_Directives:_
A - In the column summary text, what counts as a blank value for TD_ColumnSummary?
B - Do these statements agree with the column summary text? Answer yes or no for each, and quote the words of the text that decide it. (i) For a nonnumeric data type, TD_ColumnSummary gives NULL as the count of zero values. (ii) The percentage of zero values is found by dividing the zero count by the number of blank values and multiplying by 100. (iii) TD_ColumnSummary shows the data type of each specified column.
C - According to the column summary text, why would you correlate columns by their summaries?

In general, summarizing a column in terms of positive, negative, null, not null, zeros, blanks and their respective percentages can help provide a quick overview of the data and identify potential issues or trends.
A column can be summarized with respect to the values it contains. To summarize a given column as blank values, zeros, null, not null, positive, negative and their respective percentages, follow the steps:
- Count the total number of values (n) in the column.
- Count the number of blank values (b) in the column.
- Count the number of zero values (z) in the column.
- Count the number of null values (null) in the column.
- Count the number of not null values (n - null) in the column.
- Count the number of positive values (pos) in the column.
- Count the number of negative values (neg) in the column.
- Calculate the percentage of blank values (b/n * 100) in the column.
- Calculate the percentage of zero values (z/n * 100) in the column.
- Calculate the percentage of null values (null/n * 100) in the column.
- Calculate the percentage of positive values (pos/n * 100) in the column.
- Calculate the percentage of negative values (neg/n * 100) in the column.
Such a summary is used for exploratory data analysis of each column in a given database and its respective table. A correlation of the columns in terms of their summary can direct us towards their dependency on each other.
TD_ColumnSummary displays the following for each specified input table column:
- Column name
- Column data type
- Count of these values:
- Non-NULL
- NULL
- Blank (all space characters) (NULL for numeric data type)
- Zero (NULL for nonnumeric data type)
- Positive (NULL for nonnumeric data type)
- Negative (NULL for nonnumeric data type)
- Percentage of NULL values
- Percentage of non-NULL values

_Recorded information:_

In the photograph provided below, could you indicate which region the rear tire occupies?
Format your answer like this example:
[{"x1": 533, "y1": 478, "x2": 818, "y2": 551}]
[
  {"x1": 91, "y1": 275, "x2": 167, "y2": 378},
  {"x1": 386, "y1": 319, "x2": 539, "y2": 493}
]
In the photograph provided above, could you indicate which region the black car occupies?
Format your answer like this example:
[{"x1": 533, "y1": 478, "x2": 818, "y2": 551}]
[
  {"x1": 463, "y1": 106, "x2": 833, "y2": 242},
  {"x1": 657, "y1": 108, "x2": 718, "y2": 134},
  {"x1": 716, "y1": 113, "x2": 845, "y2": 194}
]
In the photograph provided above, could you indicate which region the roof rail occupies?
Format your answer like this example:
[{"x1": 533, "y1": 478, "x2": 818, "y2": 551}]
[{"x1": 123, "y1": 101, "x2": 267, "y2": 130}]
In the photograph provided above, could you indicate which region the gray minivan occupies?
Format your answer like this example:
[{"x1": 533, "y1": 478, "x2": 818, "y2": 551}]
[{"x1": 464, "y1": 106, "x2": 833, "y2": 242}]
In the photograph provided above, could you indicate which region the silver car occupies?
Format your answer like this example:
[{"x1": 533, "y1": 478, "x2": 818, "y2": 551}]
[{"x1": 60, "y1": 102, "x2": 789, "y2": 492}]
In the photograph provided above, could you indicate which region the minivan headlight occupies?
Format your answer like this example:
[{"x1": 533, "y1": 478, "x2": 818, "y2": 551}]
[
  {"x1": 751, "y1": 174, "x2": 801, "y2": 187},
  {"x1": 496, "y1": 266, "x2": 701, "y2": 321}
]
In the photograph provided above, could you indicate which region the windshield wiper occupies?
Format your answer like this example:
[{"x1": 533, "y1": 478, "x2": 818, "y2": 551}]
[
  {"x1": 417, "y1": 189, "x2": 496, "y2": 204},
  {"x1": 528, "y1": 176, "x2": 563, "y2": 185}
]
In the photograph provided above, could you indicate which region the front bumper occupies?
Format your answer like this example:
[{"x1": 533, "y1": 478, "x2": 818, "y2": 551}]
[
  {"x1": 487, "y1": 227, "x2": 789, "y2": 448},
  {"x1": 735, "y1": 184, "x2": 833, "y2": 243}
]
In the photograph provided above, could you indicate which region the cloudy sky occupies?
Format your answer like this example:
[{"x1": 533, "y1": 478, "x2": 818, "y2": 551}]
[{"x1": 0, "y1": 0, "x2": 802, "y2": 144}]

_Solutions to each task:_
A - A value made up of all space characters.

B - (i) Yes: "Zero (NULL for nonnumeric data type)". (ii) No: "Calculate the percentage of zero values (z/n * 100) in the column." (iii) Yes: "Column data type".

C - The text says that a correlation of the columns in terms of their summary can point toward their dependency on each other.